** About this exercise **
Below are records; copy every line in them that holds the word "paper".

** Dataset extract **
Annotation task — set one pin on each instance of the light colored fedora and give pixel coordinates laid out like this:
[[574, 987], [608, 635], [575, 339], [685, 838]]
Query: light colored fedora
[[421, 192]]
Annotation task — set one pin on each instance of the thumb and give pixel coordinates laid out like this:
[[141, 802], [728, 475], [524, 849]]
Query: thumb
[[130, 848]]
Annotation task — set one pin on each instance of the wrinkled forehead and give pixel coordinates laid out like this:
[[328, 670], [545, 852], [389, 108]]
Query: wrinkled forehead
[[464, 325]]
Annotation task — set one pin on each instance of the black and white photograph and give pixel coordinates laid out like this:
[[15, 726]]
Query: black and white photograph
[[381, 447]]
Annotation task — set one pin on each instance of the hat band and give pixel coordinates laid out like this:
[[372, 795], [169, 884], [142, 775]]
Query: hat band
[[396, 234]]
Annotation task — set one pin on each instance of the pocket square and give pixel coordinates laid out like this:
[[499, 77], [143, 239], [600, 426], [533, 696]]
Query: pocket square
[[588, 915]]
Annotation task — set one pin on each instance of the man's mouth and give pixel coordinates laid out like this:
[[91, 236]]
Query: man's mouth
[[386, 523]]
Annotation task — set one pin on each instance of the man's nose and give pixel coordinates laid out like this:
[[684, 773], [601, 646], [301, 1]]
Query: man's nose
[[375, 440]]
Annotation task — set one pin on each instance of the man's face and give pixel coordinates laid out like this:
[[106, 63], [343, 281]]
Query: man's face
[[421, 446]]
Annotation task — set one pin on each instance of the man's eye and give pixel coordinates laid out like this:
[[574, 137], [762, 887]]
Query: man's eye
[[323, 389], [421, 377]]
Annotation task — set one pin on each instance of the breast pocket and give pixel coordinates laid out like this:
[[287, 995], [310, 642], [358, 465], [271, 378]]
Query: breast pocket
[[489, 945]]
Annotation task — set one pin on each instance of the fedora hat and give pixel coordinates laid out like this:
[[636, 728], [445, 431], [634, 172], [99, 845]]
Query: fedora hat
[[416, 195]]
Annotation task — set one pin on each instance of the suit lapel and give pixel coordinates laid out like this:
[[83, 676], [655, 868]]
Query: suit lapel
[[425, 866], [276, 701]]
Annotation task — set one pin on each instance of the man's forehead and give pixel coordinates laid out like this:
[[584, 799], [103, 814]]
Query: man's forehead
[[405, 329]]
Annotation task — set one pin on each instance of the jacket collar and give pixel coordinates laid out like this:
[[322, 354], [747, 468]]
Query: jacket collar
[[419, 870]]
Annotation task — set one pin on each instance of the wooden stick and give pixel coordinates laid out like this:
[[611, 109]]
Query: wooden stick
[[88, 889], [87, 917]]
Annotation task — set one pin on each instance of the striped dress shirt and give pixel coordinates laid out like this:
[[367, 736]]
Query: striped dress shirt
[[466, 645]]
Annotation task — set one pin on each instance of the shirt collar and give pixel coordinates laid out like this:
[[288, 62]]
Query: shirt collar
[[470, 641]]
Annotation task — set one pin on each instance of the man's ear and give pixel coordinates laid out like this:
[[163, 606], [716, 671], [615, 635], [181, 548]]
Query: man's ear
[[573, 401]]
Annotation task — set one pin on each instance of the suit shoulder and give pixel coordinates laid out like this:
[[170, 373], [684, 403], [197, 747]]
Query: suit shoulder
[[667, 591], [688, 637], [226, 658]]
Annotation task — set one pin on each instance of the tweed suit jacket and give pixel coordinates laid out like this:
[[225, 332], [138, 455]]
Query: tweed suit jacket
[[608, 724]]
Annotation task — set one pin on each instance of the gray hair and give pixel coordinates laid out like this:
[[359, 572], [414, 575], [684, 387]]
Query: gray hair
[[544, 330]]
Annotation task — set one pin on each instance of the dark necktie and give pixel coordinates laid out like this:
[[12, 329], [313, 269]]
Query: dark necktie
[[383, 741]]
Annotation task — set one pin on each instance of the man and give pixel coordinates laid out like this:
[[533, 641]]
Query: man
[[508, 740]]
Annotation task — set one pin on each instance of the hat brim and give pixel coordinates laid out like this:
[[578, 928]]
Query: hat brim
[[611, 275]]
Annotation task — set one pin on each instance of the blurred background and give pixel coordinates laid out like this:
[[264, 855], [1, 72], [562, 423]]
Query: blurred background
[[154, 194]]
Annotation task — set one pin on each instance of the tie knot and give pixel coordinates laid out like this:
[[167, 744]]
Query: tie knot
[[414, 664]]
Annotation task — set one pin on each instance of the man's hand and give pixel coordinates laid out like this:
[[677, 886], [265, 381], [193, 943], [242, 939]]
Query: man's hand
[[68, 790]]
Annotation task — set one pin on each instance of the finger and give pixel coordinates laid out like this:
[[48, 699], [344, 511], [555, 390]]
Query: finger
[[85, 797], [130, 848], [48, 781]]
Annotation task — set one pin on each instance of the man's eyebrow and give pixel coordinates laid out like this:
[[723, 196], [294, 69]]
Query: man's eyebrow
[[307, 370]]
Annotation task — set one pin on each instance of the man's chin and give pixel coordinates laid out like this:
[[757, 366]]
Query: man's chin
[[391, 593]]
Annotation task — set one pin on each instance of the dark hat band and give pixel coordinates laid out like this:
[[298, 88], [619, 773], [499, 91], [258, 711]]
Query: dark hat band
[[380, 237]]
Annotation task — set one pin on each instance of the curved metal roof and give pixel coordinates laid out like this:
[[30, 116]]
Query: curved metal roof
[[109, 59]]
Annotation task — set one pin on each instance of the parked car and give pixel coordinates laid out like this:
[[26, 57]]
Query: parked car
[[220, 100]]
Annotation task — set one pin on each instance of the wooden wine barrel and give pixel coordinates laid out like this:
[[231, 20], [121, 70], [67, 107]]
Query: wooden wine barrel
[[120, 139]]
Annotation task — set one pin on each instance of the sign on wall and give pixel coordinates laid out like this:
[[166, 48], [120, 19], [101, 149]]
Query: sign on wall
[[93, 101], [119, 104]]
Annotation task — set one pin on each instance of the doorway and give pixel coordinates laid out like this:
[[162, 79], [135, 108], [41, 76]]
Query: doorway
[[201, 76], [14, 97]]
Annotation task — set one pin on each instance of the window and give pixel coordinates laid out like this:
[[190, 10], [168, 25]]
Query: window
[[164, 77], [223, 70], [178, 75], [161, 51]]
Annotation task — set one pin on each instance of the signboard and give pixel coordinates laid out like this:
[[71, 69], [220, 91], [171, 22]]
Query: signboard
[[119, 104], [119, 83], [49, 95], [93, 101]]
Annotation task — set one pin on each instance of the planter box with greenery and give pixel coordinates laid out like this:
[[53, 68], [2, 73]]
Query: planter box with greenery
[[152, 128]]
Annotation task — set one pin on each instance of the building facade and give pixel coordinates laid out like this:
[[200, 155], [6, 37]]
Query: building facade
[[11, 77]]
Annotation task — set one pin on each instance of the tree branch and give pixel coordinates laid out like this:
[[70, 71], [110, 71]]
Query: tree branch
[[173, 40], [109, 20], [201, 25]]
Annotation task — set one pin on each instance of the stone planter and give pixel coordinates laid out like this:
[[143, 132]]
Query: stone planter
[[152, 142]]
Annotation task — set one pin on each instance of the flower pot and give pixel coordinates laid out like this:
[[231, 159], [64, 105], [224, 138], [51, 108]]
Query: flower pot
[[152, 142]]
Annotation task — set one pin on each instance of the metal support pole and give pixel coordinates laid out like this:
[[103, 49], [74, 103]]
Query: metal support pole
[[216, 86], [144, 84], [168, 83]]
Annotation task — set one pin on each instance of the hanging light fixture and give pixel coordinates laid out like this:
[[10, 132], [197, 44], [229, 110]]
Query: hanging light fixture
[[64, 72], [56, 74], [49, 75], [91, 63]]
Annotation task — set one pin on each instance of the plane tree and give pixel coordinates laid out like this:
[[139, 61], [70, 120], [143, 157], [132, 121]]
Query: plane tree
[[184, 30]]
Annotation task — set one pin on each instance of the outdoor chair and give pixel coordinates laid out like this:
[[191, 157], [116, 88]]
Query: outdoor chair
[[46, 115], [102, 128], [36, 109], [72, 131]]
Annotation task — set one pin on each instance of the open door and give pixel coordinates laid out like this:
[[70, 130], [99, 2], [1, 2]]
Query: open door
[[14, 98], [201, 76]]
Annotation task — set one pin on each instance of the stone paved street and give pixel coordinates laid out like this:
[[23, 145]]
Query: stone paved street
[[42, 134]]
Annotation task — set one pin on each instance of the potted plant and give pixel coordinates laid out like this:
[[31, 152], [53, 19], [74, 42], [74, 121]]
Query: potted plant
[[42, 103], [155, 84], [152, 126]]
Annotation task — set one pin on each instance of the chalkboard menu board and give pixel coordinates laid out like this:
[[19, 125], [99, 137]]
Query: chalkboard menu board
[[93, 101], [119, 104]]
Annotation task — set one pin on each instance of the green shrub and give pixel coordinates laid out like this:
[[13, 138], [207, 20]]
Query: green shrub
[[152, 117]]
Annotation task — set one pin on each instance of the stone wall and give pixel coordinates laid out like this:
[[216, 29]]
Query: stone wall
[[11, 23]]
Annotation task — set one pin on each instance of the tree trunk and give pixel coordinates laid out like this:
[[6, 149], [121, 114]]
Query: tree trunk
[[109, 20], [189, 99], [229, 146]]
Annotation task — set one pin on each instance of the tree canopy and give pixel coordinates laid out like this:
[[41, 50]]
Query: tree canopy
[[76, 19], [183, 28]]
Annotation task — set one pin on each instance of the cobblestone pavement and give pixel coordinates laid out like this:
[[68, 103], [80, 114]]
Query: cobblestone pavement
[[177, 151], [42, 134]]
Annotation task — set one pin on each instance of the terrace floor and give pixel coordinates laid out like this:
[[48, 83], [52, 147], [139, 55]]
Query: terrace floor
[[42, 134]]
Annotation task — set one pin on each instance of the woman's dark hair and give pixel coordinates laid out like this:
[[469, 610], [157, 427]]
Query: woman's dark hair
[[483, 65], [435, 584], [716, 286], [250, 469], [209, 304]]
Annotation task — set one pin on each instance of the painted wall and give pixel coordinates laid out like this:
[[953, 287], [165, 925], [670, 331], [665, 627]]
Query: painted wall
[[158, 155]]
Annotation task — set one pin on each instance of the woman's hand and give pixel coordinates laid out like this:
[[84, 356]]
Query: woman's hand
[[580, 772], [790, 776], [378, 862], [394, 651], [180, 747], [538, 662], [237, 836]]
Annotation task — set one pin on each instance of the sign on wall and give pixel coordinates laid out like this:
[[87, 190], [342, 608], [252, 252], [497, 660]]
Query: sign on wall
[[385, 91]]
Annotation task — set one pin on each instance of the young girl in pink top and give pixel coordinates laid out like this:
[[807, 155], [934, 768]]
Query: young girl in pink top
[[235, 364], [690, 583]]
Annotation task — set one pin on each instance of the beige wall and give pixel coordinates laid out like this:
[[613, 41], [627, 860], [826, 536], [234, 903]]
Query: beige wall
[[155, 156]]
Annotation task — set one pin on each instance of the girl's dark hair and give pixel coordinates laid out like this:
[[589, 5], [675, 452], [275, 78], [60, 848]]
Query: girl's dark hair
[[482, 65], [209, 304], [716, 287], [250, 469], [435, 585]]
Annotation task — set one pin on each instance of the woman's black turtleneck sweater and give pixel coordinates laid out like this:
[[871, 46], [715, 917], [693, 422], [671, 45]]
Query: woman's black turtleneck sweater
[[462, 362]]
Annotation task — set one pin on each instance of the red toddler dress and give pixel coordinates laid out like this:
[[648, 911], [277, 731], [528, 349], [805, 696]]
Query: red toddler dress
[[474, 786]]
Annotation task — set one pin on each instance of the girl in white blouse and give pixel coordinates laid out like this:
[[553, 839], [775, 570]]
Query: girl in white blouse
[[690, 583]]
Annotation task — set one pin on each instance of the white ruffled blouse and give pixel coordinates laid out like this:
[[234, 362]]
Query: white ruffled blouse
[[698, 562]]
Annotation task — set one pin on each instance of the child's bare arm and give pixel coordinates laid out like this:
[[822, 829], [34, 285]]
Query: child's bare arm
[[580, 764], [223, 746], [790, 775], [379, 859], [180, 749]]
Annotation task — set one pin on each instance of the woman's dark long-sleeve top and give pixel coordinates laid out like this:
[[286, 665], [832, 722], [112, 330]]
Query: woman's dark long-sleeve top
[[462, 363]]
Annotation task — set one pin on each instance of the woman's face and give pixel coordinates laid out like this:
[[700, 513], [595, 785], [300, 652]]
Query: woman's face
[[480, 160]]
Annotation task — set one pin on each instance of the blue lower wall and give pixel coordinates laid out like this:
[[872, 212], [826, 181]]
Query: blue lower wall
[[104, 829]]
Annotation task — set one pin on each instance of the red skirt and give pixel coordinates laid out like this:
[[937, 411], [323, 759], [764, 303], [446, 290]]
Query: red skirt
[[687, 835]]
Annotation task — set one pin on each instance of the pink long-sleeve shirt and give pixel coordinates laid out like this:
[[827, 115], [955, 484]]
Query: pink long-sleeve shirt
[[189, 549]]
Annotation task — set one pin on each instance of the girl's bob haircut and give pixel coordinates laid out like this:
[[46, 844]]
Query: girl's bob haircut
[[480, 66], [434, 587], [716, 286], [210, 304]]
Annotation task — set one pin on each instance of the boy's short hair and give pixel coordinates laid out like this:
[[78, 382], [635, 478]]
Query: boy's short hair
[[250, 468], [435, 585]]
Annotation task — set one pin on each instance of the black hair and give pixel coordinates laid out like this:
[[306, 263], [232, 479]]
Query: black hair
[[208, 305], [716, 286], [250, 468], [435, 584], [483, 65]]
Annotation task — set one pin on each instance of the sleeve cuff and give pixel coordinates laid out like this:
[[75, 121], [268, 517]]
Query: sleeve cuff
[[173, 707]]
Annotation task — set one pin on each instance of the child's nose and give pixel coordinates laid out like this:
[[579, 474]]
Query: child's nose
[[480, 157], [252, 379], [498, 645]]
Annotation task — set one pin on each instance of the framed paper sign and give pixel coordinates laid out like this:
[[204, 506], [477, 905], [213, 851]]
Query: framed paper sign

** Task response **
Annotation task — set one pin on each instance of the framed paper sign and give pixel coordinates laid out like this:
Query: framed paper sign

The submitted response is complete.